--- START ---
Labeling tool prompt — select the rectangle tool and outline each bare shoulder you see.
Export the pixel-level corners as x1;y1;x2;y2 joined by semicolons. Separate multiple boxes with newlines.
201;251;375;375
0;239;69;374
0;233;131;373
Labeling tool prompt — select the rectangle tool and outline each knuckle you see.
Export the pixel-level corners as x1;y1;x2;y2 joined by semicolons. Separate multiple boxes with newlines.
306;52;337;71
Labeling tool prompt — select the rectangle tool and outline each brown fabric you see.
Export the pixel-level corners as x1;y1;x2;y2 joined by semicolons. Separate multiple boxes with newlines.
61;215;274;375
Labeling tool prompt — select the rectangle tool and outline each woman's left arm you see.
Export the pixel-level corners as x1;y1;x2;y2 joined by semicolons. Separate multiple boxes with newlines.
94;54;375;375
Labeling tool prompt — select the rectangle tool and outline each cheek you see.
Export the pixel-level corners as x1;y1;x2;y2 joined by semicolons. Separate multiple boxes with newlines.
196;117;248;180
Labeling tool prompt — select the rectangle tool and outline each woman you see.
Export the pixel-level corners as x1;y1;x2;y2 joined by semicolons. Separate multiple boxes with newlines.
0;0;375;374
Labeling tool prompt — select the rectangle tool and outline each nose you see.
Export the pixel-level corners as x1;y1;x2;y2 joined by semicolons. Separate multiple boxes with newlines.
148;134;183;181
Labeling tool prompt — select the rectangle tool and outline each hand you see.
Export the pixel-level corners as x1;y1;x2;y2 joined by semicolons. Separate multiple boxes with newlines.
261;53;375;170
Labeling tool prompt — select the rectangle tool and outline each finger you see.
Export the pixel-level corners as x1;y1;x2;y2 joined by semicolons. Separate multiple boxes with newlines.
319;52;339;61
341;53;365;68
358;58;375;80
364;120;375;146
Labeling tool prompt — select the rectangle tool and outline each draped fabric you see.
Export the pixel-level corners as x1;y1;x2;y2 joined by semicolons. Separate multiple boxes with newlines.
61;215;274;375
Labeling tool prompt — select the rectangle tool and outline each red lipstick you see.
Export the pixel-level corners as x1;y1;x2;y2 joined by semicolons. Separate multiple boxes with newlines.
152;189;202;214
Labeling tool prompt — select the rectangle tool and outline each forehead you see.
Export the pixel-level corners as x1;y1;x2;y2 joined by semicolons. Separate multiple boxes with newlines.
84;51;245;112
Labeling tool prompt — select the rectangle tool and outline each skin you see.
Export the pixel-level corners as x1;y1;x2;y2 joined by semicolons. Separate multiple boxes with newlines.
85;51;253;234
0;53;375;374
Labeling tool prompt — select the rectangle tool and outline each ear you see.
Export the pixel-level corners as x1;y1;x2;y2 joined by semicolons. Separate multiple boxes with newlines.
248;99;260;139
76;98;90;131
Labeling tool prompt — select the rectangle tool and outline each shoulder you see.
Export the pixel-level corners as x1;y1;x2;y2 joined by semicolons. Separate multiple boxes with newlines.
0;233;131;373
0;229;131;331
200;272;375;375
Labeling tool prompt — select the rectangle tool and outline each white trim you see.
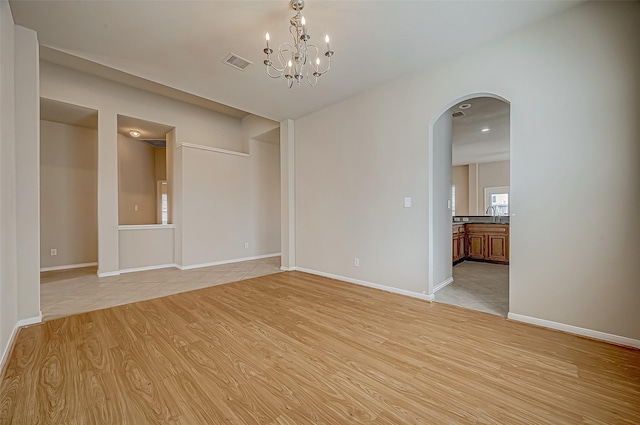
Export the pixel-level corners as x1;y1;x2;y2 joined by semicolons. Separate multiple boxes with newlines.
0;324;19;375
507;313;640;348
294;267;435;301
176;143;251;157
433;276;453;294
120;263;178;274
176;253;282;270
118;224;176;230
16;312;42;328
40;262;98;272
0;312;42;376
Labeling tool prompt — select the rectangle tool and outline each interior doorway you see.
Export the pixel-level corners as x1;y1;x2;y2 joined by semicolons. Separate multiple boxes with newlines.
430;95;511;317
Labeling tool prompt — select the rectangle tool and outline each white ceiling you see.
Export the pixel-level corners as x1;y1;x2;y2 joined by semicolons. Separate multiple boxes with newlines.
447;97;510;165
118;115;173;140
40;98;98;130
10;0;578;121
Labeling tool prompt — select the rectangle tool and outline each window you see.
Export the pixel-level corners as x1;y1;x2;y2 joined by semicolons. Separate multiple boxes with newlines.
451;184;456;217
484;186;509;216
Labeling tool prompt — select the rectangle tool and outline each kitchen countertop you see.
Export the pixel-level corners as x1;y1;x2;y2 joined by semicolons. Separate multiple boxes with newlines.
451;221;509;226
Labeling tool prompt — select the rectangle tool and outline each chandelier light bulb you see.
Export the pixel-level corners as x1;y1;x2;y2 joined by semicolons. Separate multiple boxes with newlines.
263;0;333;88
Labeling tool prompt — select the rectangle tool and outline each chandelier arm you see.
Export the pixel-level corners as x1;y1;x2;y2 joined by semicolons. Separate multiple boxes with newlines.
264;0;333;89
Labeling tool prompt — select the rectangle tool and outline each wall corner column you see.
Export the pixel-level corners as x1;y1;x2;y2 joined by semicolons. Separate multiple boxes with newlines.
14;25;41;322
280;119;296;270
98;109;120;277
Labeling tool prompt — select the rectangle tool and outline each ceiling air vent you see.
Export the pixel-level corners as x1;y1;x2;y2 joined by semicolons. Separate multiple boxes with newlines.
222;53;253;71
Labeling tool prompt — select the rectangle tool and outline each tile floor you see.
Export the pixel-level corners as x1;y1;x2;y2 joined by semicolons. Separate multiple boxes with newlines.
40;257;280;320
435;261;509;317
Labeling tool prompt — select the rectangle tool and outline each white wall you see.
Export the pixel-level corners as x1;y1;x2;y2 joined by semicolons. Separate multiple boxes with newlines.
40;121;98;268
451;165;469;215
0;0;40;365
295;2;640;341
179;141;280;267
0;0;18;359
429;112;453;288
41;62;280;275
118;226;174;270
460;161;511;215
118;134;164;225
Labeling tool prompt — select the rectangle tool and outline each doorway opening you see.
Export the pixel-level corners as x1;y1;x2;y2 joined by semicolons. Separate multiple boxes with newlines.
432;95;511;317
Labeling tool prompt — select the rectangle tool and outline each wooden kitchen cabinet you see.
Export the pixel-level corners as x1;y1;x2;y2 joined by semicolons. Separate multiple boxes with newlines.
451;224;466;263
465;224;509;264
486;234;509;263
467;233;485;260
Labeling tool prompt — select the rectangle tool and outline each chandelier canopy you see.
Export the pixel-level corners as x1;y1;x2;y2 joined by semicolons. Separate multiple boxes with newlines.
264;0;333;88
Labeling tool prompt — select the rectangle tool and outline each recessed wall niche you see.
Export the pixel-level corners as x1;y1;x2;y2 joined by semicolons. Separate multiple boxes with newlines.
118;115;173;225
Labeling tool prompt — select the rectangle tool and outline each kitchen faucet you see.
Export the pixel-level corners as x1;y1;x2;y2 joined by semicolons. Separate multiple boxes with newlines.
485;205;500;223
--- END ---
The task:
Transcribe all the rows above word for word, leaving out the pictures.

Completed task:
Labeling tool prompt — select the rectangle tool and outline each bare shoulder you see.
Export the pixel-level corners as x1;y1;x2;y2 joined by semicolons. Separate multiple boxes with newlines.
201;251;375;375
0;239;69;374
0;233;131;373
Labeling tool prompt — select the rectangle tool and outline each knuckle you see.
Export the pixel-level corners as x1;y1;x2;y2 joined by semicolons. Separate multiple boxes with newlines.
306;52;337;71
Labeling tool prompt — select the rectangle tool and outline each brown fabric you see.
Export the pixel-level corners as x1;y1;x2;y2 joined by semicolons. Separate multiple boxes with newlines.
61;215;274;375
Labeling tool prompt — select the rectangle tool and outline each woman's left arm you see.
Export the pixel-level corners as x1;y1;x2;y2 joined by semicolons. Separate multiple boxes with newlines.
94;54;375;375
Labeling tool prompt — select the rectangle tool and outline each cheek you see.
Export the pixel-level corners as x1;y1;x2;y2 joined by semicolons. Separate multiple boxes with newlines.
196;117;248;180
Labeling tool prompt — select the rectangle tool and outline each woman you see.
Export the pixel-level corners as x1;y1;x2;y2 joined by semicolons. Separate multiple boxes with newlines.
0;0;375;374
Labeling tool prompt — select the rectangle tool and outline each nose you see.
Export the pixel-level corners as x1;y1;x2;y2 joined by semicolons. Separate multiple boxes with newlines.
148;134;183;181
Labeling tool prompt — select the rectangle tool and outline each hand you see.
Export the pixel-level corners as x1;y1;x2;y2 joined by semicolons. Separate multiple boxes with newlines.
261;53;375;170
Labeling tool prompt — select the rectangle tool and outline each finger you see.
Export the pixel-level corners as x1;y1;x2;y2 joined by semicolons. Separate multiple boxes with newlines.
319;52;339;61
341;53;365;68
358;58;375;80
364;120;375;146
Labeling tool prompt — select the rectangle tool and outline each draped fabric you see.
Export the pixel-level corners as x1;y1;x2;y2 joined by semicolons. Separate multiple boxes with newlines.
61;215;274;375
Labeling tool prompt — select the rectangle tool and outline each red lipstick you see.
Export the pixel-level corners as x1;y1;x2;y2 joined by semicolons. Separate multiple boxes with newlines.
152;189;202;214
Labeling tool prompt — select the rectangle tool and outline each forehead you see.
Export the pixel-level corners as x1;y1;x2;y2 joined by semicolons. Separate multiple boxes with newlines.
84;51;245;112
Labeling tool prompt — select the rectangle tool and outline each skin you see.
Export the pixel-level corners as x1;y1;x2;y2 joined by semicolons. Separate multiple boxes with newlines.
85;51;253;234
0;53;375;374
Labeling tool prompt — select the rectangle tool and outline each ear you see.
Export the pixel-level corners as x1;y1;x2;y2 joined by semicolons. Separate multiple boxes with newlines.
248;99;260;139
76;98;90;131
Labeling tool prompt — select the rectangle tool and outline each shoulder you see.
Export the pixel-level corners as x1;y1;x2;y2 joined by semicolons. Separate multiple boxes with newlines.
0;233;131;373
0;229;131;331
200;272;375;375
Labeling tool prompt — select the rectangle tool and outline each white trim you see.
Export the pixel-level corners as x1;y1;x2;y2 joined by semicolons. Separate multiple boxes with newlines.
0;324;19;375
507;313;640;348
294;267;435;301
176;143;251;157
433;276;453;294
120;263;178;274
176;253;282;270
118;224;176;230
16;312;42;328
40;262;98;272
0;312;42;376
Labeling tool prompt — select the rectangle tool and outline each interior doorway you see.
Export the pixel-level corners as x1;y1;x2;y2 joined by semicolons. Separate multiple boxes with newlines.
430;95;511;317
Labeling tool prompt — select the rectangle tool and outline each white ceiling you see.
Export the pixel-level corners as x1;y1;x2;y2 joined by semicolons. Separate multiple boxes with newlines.
447;97;510;165
118;115;173;140
40;98;98;130
10;0;578;121
Labeling tool prompt — select the rectangle tool and outline each window you see.
Export the pixel-level corners as x1;y1;x2;y2 joined by semicolons. Separate multiple boxes with newlines.
451;184;456;217
484;186;509;216
Labeling tool prompt — select the rectangle tool and outline each kitchen countertop you see.
Export the pixel-level corners as x1;y1;x2;y2 joined by semicolons. Separate multiple boxes with newlines.
451;221;509;226
Labeling tool prompt — select the rectangle tool and outline each chandelier light bulb you see.
Export the pixel-level corners as x1;y1;x2;y2 joined by semicolons. Separate multiple boxes with newlines.
263;0;333;88
Labeling tool prompt — select the rectangle tool and outline each chandelier arm you see.
Export the pixel-level corners as x1;y1;x2;y2 joined by semicolons. Separate multiple boxes with newlines.
264;0;333;89
Labeling tool prompt — select the rectangle tool and outline each wall corner column you see.
Export the pixel-level corners as x1;y1;x2;y2 joined by semicolons. Separate multiple boxes with newlines.
14;25;41;322
280;119;296;270
98;109;120;277
Labeling tool prompt — select the rectangle tool and outline each ceiling air vent you see.
Export the pixel-level corners as x1;y1;x2;y2 joined by semicolons. Separate multiple boxes with newlines.
222;53;253;71
Labeling tool prompt — select the rectangle tool and outline each tile floor you see.
Export the pixel-level corners as x1;y1;x2;y2 joined by semicolons. Separate multiple boxes with newlines.
40;257;280;320
435;261;509;317
Labeling tool prompt — select the rectangle tool and outline each white wall you see.
Export the pixel-level corners as x1;y1;x2;y2 joined by semicolons. Separate multiple boxes with newlines.
40;121;98;268
451;165;469;215
0;0;40;365
295;2;640;341
179;141;280;267
0;0;18;359
429;112;453;288
41;62;280;275
118;226;174;270
460;161;511;215
118;134;164;225
Labeling tool prompt — select the rectangle tool and outline each doorway opening you see.
Export the pixel-level corners as x1;y1;x2;y2 joined by semicolons. Separate multiple boxes with newlines.
432;95;511;317
Labeling tool prompt — select the rectangle tool and outline each wooden kitchen cabinet you see.
Export the pixel-level corners as x1;y1;x2;y2 joined by semicolons. Separate multiple boxes with newlines.
451;224;466;263
465;224;509;264
486;234;509;263
467;233;485;260
Labeling tool prompt — select the rectangle tool and outline each chandelier canopy you see.
Export the pixel-level corners as x1;y1;x2;y2 joined by semicolons. Separate multiple boxes with newlines.
264;0;333;88
Labeling tool prompt — select the rectangle tool and outline each recessed wall niche you see.
Export the pixel-level corners as x1;y1;x2;y2 joined by semicolons. Separate multiple boxes with newlines.
118;115;173;225
Labeling tool prompt — select the rectangle tool and outline each kitchen faucet you see.
Export the pixel-level corners as x1;y1;x2;y2 joined by semicolons. Separate multiple boxes with newlines.
485;205;500;223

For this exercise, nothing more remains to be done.